++++ Task input

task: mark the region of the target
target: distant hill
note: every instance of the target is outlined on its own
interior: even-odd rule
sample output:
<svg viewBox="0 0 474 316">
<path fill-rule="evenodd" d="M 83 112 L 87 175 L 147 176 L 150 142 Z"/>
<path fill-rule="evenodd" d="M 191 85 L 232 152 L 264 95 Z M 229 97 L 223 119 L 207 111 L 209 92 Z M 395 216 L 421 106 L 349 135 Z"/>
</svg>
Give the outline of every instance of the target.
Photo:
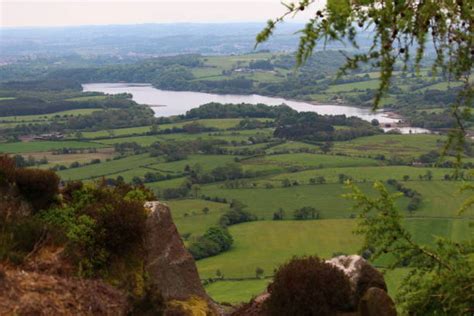
<svg viewBox="0 0 474 316">
<path fill-rule="evenodd" d="M 254 51 L 255 36 L 263 27 L 264 23 L 254 22 L 0 28 L 0 61 L 74 54 L 124 59 L 190 53 L 242 54 Z M 258 49 L 293 51 L 298 40 L 295 32 L 302 27 L 300 23 L 285 23 Z M 369 45 L 370 37 L 366 38 Z M 344 46 L 331 44 L 328 48 Z"/>
</svg>

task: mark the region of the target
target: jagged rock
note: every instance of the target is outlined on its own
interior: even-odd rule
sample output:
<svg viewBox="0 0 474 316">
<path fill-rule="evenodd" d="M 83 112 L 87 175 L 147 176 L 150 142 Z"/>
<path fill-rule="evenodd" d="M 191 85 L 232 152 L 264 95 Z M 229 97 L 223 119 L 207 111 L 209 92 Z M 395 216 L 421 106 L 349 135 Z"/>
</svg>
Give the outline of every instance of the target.
<svg viewBox="0 0 474 316">
<path fill-rule="evenodd" d="M 268 292 L 264 292 L 252 299 L 249 303 L 239 306 L 230 316 L 265 316 L 265 301 L 270 297 Z"/>
<path fill-rule="evenodd" d="M 359 315 L 396 316 L 397 310 L 387 292 L 377 287 L 371 287 L 359 302 Z"/>
<path fill-rule="evenodd" d="M 146 270 L 153 288 L 159 290 L 166 300 L 200 297 L 210 301 L 168 206 L 148 202 L 146 207 L 150 209 L 145 236 Z"/>
<path fill-rule="evenodd" d="M 353 306 L 358 305 L 365 292 L 371 287 L 387 292 L 383 274 L 361 256 L 339 256 L 326 262 L 338 267 L 348 276 L 351 282 Z"/>
<path fill-rule="evenodd" d="M 0 267 L 1 270 L 1 267 Z M 98 280 L 5 270 L 0 315 L 126 315 L 125 293 Z"/>
</svg>

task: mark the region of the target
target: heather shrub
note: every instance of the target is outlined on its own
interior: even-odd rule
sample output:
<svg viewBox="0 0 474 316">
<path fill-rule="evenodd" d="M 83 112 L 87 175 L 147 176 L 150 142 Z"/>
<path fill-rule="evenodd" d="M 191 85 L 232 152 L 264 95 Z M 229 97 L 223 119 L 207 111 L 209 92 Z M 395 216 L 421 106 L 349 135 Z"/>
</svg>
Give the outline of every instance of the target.
<svg viewBox="0 0 474 316">
<path fill-rule="evenodd" d="M 19 168 L 15 172 L 15 182 L 34 212 L 49 208 L 57 200 L 59 177 L 53 171 Z"/>
<path fill-rule="evenodd" d="M 41 214 L 62 230 L 66 247 L 84 276 L 106 275 L 114 262 L 142 251 L 148 190 L 127 184 L 73 182 L 62 190 L 65 206 Z"/>
<path fill-rule="evenodd" d="M 15 160 L 7 155 L 0 155 L 0 186 L 13 182 L 15 171 Z"/>
<path fill-rule="evenodd" d="M 334 315 L 350 308 L 350 284 L 338 268 L 318 257 L 293 258 L 268 286 L 270 315 Z"/>
</svg>

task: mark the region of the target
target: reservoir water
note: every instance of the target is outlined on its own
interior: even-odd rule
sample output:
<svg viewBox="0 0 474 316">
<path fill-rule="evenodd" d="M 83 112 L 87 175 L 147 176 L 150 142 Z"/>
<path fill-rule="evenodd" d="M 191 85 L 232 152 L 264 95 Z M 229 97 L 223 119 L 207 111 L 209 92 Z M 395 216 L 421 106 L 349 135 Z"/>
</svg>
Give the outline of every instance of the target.
<svg viewBox="0 0 474 316">
<path fill-rule="evenodd" d="M 297 111 L 316 112 L 321 115 L 356 116 L 363 120 L 377 119 L 382 124 L 397 123 L 399 119 L 391 117 L 384 111 L 372 112 L 367 108 L 358 108 L 345 105 L 312 104 L 303 101 L 287 100 L 277 97 L 266 97 L 257 94 L 213 94 L 193 91 L 169 91 L 154 88 L 150 84 L 132 83 L 88 83 L 82 85 L 84 92 L 103 92 L 107 94 L 131 93 L 133 100 L 150 106 L 155 116 L 172 116 L 185 114 L 186 111 L 209 102 L 218 103 L 263 103 L 267 105 L 286 104 Z M 425 129 L 404 127 L 402 133 L 426 133 Z"/>
</svg>

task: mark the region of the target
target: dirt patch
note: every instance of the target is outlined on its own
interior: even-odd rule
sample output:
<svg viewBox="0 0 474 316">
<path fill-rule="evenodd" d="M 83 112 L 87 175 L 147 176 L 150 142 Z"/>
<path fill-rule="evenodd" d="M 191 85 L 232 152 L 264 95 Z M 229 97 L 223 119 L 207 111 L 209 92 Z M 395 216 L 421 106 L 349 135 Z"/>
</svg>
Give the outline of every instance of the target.
<svg viewBox="0 0 474 316">
<path fill-rule="evenodd" d="M 125 315 L 126 296 L 102 281 L 4 270 L 0 315 Z"/>
</svg>

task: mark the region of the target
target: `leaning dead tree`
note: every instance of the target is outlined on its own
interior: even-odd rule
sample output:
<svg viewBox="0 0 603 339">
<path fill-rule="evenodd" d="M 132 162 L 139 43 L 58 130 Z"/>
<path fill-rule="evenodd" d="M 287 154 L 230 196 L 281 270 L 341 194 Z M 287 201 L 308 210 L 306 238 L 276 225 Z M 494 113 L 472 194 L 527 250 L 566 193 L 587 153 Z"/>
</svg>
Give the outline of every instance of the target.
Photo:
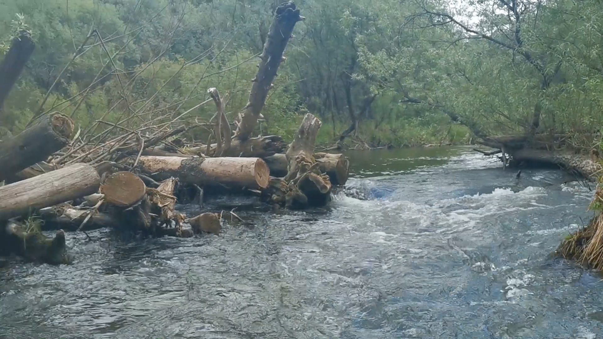
<svg viewBox="0 0 603 339">
<path fill-rule="evenodd" d="M 227 95 L 212 87 L 205 101 L 159 116 L 145 109 L 151 104 L 129 106 L 124 95 L 121 120 L 102 118 L 77 131 L 70 118 L 43 112 L 0 142 L 0 180 L 7 184 L 0 186 L 0 255 L 60 264 L 65 231 L 102 227 L 153 236 L 219 235 L 224 211 L 203 207 L 216 194 L 255 195 L 291 209 L 326 204 L 332 188 L 345 184 L 349 162 L 342 154 L 314 153 L 317 118 L 307 114 L 288 145 L 279 136 L 251 138 L 293 28 L 303 19 L 291 2 L 275 12 L 235 133 L 225 114 Z M 180 119 L 212 101 L 216 114 L 209 122 Z M 210 130 L 210 139 L 187 141 L 185 132 L 200 125 Z M 189 217 L 176 206 L 191 192 L 203 213 Z M 54 238 L 41 232 L 50 230 L 58 230 Z"/>
<path fill-rule="evenodd" d="M 2 111 L 4 100 L 21 75 L 35 48 L 36 44 L 31 39 L 31 34 L 21 30 L 13 39 L 8 51 L 0 62 L 0 111 Z"/>
</svg>

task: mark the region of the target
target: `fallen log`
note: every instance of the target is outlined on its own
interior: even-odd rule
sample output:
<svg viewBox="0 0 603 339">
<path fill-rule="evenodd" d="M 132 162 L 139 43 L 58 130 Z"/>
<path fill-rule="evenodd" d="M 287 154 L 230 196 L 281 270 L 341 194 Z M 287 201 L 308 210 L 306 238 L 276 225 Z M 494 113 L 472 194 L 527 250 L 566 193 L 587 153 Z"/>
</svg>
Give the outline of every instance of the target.
<svg viewBox="0 0 603 339">
<path fill-rule="evenodd" d="M 35 48 L 31 33 L 26 30 L 20 31 L 19 36 L 13 39 L 8 51 L 0 63 L 0 112 Z"/>
<path fill-rule="evenodd" d="M 0 142 L 0 181 L 46 160 L 67 145 L 73 131 L 74 124 L 69 117 L 54 113 Z"/>
<path fill-rule="evenodd" d="M 314 153 L 314 158 L 320 163 L 318 169 L 329 176 L 332 184 L 346 185 L 350 173 L 350 160 L 347 157 L 343 154 L 317 153 Z M 271 176 L 282 177 L 286 175 L 289 162 L 285 154 L 277 153 L 264 160 L 270 169 Z"/>
<path fill-rule="evenodd" d="M 0 233 L 0 255 L 14 254 L 28 261 L 51 265 L 69 262 L 63 230 L 57 230 L 51 238 L 42 234 L 36 225 L 22 224 L 14 220 L 5 224 Z"/>
<path fill-rule="evenodd" d="M 74 163 L 56 171 L 0 187 L 0 220 L 26 215 L 96 192 L 98 173 L 86 163 Z"/>
<path fill-rule="evenodd" d="M 240 119 L 235 133 L 235 138 L 239 141 L 244 141 L 249 139 L 253 133 L 257 119 L 266 103 L 268 92 L 273 87 L 272 81 L 283 60 L 283 54 L 293 33 L 293 28 L 297 22 L 305 19 L 300 15 L 300 10 L 291 1 L 283 2 L 277 7 L 274 20 L 270 25 L 266 43 L 260 55 L 257 74 L 251 80 L 249 100 L 239 113 Z"/>
<path fill-rule="evenodd" d="M 292 209 L 323 206 L 330 197 L 332 185 L 329 176 L 321 174 L 320 162 L 314 156 L 316 136 L 322 122 L 310 113 L 304 116 L 293 142 L 285 155 L 289 162 L 285 206 Z"/>
<path fill-rule="evenodd" d="M 257 157 L 141 156 L 138 164 L 141 171 L 160 180 L 174 177 L 183 183 L 201 186 L 264 189 L 270 177 L 266 163 Z"/>
</svg>

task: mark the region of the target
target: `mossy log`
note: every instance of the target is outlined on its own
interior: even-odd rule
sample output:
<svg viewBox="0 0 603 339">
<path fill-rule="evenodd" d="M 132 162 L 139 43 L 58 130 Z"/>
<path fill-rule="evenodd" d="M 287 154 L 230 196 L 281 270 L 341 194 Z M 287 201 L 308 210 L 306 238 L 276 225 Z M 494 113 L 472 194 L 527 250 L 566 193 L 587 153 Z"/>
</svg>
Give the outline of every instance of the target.
<svg viewBox="0 0 603 339">
<path fill-rule="evenodd" d="M 318 170 L 322 173 L 326 173 L 333 185 L 344 185 L 347 182 L 350 174 L 350 160 L 341 154 L 325 153 L 314 153 L 314 159 L 320 163 Z M 287 174 L 289 162 L 285 154 L 277 153 L 264 158 L 270 175 L 273 177 L 282 177 Z"/>
<path fill-rule="evenodd" d="M 42 117 L 19 135 L 0 142 L 0 181 L 38 162 L 67 145 L 74 131 L 69 117 L 54 113 Z"/>
<path fill-rule="evenodd" d="M 36 225 L 25 225 L 14 220 L 2 224 L 0 255 L 14 254 L 28 261 L 51 265 L 69 263 L 63 230 L 57 230 L 54 238 L 48 238 Z"/>
<path fill-rule="evenodd" d="M 142 172 L 159 180 L 174 177 L 183 183 L 200 186 L 264 189 L 268 186 L 270 177 L 266 163 L 257 157 L 141 156 L 139 166 Z"/>
<path fill-rule="evenodd" d="M 0 220 L 95 193 L 100 180 L 92 166 L 74 163 L 0 187 Z"/>
</svg>

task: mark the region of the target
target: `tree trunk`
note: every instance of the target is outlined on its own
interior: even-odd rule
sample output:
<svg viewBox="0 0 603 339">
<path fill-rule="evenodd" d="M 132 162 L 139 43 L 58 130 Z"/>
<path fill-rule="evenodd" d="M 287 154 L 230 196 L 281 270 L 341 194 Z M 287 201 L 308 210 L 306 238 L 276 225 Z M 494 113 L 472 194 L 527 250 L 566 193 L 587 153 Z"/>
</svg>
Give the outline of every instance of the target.
<svg viewBox="0 0 603 339">
<path fill-rule="evenodd" d="M 327 175 L 321 175 L 320 163 L 314 159 L 316 136 L 322 122 L 310 113 L 304 117 L 295 138 L 285 155 L 289 162 L 286 206 L 305 208 L 327 203 L 330 197 L 331 183 Z"/>
<path fill-rule="evenodd" d="M 331 183 L 337 185 L 346 185 L 350 173 L 350 160 L 343 154 L 332 153 L 314 153 L 314 158 L 320 163 L 318 169 L 322 173 L 326 173 Z M 264 158 L 270 169 L 270 175 L 282 177 L 287 174 L 287 157 L 283 154 L 277 153 Z"/>
<path fill-rule="evenodd" d="M 20 31 L 19 36 L 13 39 L 10 49 L 0 63 L 0 112 L 35 48 L 31 34 L 27 31 Z"/>
<path fill-rule="evenodd" d="M 74 163 L 0 187 L 0 220 L 96 193 L 100 180 L 92 166 Z"/>
<path fill-rule="evenodd" d="M 60 150 L 69 142 L 73 122 L 62 114 L 43 117 L 36 125 L 0 142 L 0 181 Z"/>
<path fill-rule="evenodd" d="M 141 156 L 139 165 L 143 172 L 154 177 L 175 177 L 184 183 L 199 186 L 264 189 L 268 186 L 270 177 L 266 163 L 257 157 Z"/>
<path fill-rule="evenodd" d="M 266 43 L 260 55 L 261 61 L 257 74 L 252 80 L 249 100 L 239 113 L 239 126 L 235 133 L 239 141 L 245 141 L 251 136 L 266 102 L 268 92 L 272 88 L 272 81 L 276 76 L 293 28 L 298 21 L 304 19 L 300 16 L 300 10 L 291 1 L 282 4 L 277 8 L 274 21 L 270 26 Z"/>
<path fill-rule="evenodd" d="M 216 144 L 212 144 L 210 147 L 209 154 L 206 154 L 207 145 L 192 147 L 189 150 L 198 155 L 213 156 L 215 153 L 216 147 Z M 282 153 L 285 151 L 286 147 L 286 144 L 283 141 L 283 138 L 277 135 L 252 138 L 244 142 L 235 139 L 229 149 L 224 150 L 225 151 L 223 152 L 222 155 L 225 157 L 264 158 L 276 153 Z"/>
</svg>

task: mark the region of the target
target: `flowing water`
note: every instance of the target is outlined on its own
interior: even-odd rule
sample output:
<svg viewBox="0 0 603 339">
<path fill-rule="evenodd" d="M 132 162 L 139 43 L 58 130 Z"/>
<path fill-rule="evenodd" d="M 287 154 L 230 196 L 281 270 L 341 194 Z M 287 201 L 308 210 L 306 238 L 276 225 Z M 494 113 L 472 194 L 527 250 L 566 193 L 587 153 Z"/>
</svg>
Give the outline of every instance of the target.
<svg viewBox="0 0 603 339">
<path fill-rule="evenodd" d="M 5 264 L 0 338 L 603 337 L 599 276 L 549 256 L 588 188 L 463 148 L 349 156 L 367 200 L 252 209 L 219 236 L 69 234 L 71 265 Z"/>
</svg>

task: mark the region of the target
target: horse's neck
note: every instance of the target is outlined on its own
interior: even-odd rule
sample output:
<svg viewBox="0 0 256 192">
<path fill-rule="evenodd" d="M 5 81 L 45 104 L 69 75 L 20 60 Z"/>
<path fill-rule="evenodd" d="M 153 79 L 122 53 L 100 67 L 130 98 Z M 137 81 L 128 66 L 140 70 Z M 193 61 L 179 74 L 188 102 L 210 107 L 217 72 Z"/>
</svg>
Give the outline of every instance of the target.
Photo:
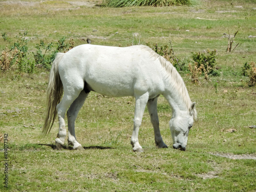
<svg viewBox="0 0 256 192">
<path fill-rule="evenodd" d="M 182 90 L 179 90 L 181 88 Z M 187 112 L 191 102 L 186 88 L 179 87 L 177 89 L 177 85 L 172 84 L 168 86 L 167 90 L 164 96 L 172 108 L 173 116 Z"/>
</svg>

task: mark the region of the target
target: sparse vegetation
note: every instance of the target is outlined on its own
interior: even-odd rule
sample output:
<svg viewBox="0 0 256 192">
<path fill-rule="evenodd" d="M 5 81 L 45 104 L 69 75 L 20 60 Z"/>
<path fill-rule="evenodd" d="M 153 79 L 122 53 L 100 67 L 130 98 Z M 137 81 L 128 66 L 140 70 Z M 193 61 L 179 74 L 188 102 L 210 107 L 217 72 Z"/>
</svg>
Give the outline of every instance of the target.
<svg viewBox="0 0 256 192">
<path fill-rule="evenodd" d="M 11 39 L 10 44 L 0 38 L 0 55 L 4 53 L 0 57 L 4 61 L 0 72 L 0 159 L 3 165 L 3 139 L 8 133 L 7 191 L 255 190 L 256 87 L 248 86 L 250 73 L 241 74 L 245 62 L 251 66 L 256 60 L 256 38 L 248 38 L 255 32 L 256 15 L 252 8 L 256 4 L 252 0 L 118 9 L 83 4 L 88 1 L 17 2 L 0 2 L 0 33 Z M 240 29 L 236 41 L 242 45 L 227 53 L 227 40 L 222 36 L 237 26 Z M 207 48 L 218 50 L 214 72 L 220 75 L 209 75 L 207 81 L 199 75 L 199 83 L 195 85 L 189 71 L 180 70 L 198 112 L 185 152 L 172 148 L 168 125 L 172 109 L 162 96 L 158 99 L 160 126 L 169 148 L 156 148 L 146 108 L 139 136 L 145 152 L 134 153 L 130 144 L 134 99 L 103 97 L 93 92 L 76 121 L 76 136 L 85 150 L 68 146 L 58 151 L 54 142 L 57 121 L 47 137 L 41 135 L 49 71 L 35 63 L 33 73 L 19 71 L 17 53 L 13 53 L 20 51 L 10 50 L 19 32 L 18 38 L 27 40 L 23 42 L 28 47 L 25 62 L 34 60 L 33 53 L 41 40 L 45 46 L 40 47 L 42 56 L 49 44 L 54 46 L 45 54 L 48 58 L 63 36 L 64 44 L 71 38 L 75 46 L 90 38 L 92 44 L 124 47 L 132 43 L 133 33 L 137 33 L 141 44 L 149 42 L 153 48 L 156 43 L 158 48 L 167 45 L 179 61 L 185 61 L 185 67 L 189 63 L 195 65 L 186 60 L 191 60 L 191 52 L 207 56 Z M 0 185 L 0 190 L 5 190 Z"/>
<path fill-rule="evenodd" d="M 105 0 L 107 7 L 124 7 L 132 6 L 189 6 L 190 0 Z"/>
</svg>

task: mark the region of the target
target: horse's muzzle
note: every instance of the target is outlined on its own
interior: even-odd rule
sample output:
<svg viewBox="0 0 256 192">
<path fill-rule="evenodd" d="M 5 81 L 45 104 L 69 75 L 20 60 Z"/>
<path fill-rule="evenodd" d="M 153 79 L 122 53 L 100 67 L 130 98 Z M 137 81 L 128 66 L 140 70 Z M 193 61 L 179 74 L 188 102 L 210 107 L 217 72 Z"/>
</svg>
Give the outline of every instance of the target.
<svg viewBox="0 0 256 192">
<path fill-rule="evenodd" d="M 183 147 L 179 144 L 174 144 L 173 147 L 176 150 L 183 151 L 184 152 L 186 151 L 186 146 Z"/>
</svg>

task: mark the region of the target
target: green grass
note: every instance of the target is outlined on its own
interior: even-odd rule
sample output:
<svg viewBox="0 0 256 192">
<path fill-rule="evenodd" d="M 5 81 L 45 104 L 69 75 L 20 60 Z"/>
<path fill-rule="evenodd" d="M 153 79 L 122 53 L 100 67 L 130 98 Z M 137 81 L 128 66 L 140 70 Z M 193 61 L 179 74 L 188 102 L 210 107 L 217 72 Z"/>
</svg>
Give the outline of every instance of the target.
<svg viewBox="0 0 256 192">
<path fill-rule="evenodd" d="M 139 136 L 143 153 L 133 153 L 130 144 L 134 98 L 90 93 L 76 122 L 77 139 L 86 150 L 58 151 L 54 142 L 57 121 L 47 137 L 41 135 L 49 72 L 36 68 L 30 75 L 0 73 L 0 138 L 8 133 L 9 139 L 7 190 L 255 191 L 255 160 L 212 155 L 256 155 L 255 130 L 248 127 L 255 124 L 256 88 L 248 87 L 248 77 L 241 75 L 245 62 L 256 61 L 256 38 L 248 38 L 255 33 L 252 8 L 256 4 L 246 2 L 211 1 L 194 7 L 116 9 L 79 6 L 65 1 L 34 6 L 1 4 L 0 32 L 13 38 L 28 30 L 30 52 L 40 39 L 54 42 L 63 36 L 73 38 L 76 46 L 85 43 L 83 38 L 91 38 L 93 44 L 123 47 L 139 42 L 169 45 L 170 39 L 175 54 L 182 59 L 191 60 L 192 52 L 216 49 L 217 66 L 221 68 L 221 76 L 210 76 L 208 81 L 200 77 L 199 86 L 191 84 L 188 72 L 180 73 L 198 113 L 186 151 L 172 147 L 168 125 L 172 111 L 160 96 L 161 134 L 169 148 L 155 146 L 146 109 Z M 227 53 L 227 39 L 223 34 L 228 29 L 233 35 L 239 27 L 236 42 L 242 45 Z M 139 35 L 134 37 L 133 33 Z M 1 39 L 0 50 L 6 45 Z M 229 133 L 229 129 L 235 131 Z M 1 142 L 2 181 L 4 146 Z M 1 183 L 0 190 L 4 190 Z"/>
</svg>

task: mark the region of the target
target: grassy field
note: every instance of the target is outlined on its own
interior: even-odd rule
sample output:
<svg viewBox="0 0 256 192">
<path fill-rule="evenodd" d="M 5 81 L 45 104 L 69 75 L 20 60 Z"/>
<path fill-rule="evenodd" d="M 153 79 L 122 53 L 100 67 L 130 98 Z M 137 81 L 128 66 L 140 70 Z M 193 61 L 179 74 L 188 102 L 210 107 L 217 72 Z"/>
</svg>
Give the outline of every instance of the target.
<svg viewBox="0 0 256 192">
<path fill-rule="evenodd" d="M 256 37 L 249 38 L 256 36 L 256 4 L 200 2 L 194 7 L 109 8 L 98 6 L 100 1 L 0 1 L 0 32 L 14 38 L 28 31 L 30 54 L 40 40 L 56 42 L 63 36 L 73 38 L 76 46 L 87 38 L 93 44 L 122 47 L 169 45 L 171 40 L 182 59 L 191 60 L 192 52 L 216 49 L 221 74 L 207 81 L 200 77 L 200 84 L 194 85 L 188 72 L 180 73 L 198 113 L 186 152 L 172 148 L 172 111 L 160 96 L 160 128 L 169 148 L 156 148 L 146 109 L 139 136 L 144 152 L 139 153 L 130 144 L 134 98 L 91 93 L 76 122 L 77 139 L 86 150 L 58 151 L 57 121 L 47 137 L 41 135 L 49 72 L 1 72 L 0 190 L 255 191 L 256 130 L 250 126 L 256 125 L 256 88 L 248 87 L 241 72 L 245 62 L 256 61 Z M 223 33 L 239 29 L 235 41 L 242 44 L 227 53 Z M 1 39 L 0 50 L 6 45 Z M 8 188 L 3 183 L 6 162 Z"/>
</svg>

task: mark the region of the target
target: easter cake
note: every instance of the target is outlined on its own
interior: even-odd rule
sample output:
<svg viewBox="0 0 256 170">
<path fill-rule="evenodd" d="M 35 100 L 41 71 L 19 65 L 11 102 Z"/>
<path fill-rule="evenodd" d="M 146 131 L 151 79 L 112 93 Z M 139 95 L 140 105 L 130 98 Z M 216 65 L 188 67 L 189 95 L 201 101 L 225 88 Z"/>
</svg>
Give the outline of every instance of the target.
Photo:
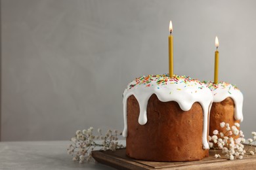
<svg viewBox="0 0 256 170">
<path fill-rule="evenodd" d="M 219 82 L 203 82 L 211 90 L 213 103 L 211 109 L 209 119 L 209 135 L 217 129 L 221 131 L 220 123 L 228 123 L 230 126 L 243 121 L 243 94 L 240 90 L 231 84 Z"/>
<path fill-rule="evenodd" d="M 158 162 L 193 161 L 208 156 L 212 102 L 209 88 L 189 76 L 135 78 L 123 92 L 126 154 Z"/>
</svg>

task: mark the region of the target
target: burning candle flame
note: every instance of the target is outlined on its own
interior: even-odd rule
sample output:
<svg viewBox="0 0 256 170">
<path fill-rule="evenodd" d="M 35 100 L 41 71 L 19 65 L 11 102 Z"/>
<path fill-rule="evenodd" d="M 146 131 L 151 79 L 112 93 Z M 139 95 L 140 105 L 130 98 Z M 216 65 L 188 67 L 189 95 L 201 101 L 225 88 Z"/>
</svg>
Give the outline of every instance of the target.
<svg viewBox="0 0 256 170">
<path fill-rule="evenodd" d="M 216 46 L 216 48 L 218 48 L 219 47 L 219 39 L 218 39 L 218 37 L 216 36 L 216 38 L 215 38 L 215 46 Z"/>
<path fill-rule="evenodd" d="M 170 32 L 170 34 L 173 32 L 173 24 L 171 23 L 171 21 L 170 21 L 170 25 L 169 26 L 169 31 Z"/>
</svg>

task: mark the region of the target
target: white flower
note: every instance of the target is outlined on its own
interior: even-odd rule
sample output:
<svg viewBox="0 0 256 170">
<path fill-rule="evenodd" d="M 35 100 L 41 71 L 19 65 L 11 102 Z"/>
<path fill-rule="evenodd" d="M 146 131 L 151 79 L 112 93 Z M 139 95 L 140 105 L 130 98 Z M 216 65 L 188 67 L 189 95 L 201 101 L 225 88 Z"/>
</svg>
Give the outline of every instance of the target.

++++++++

__Task__: From the material above, copy out in full every line that contains the string "tree".

__Written solution__:
target: `leaning dead tree`
target: `tree trunk`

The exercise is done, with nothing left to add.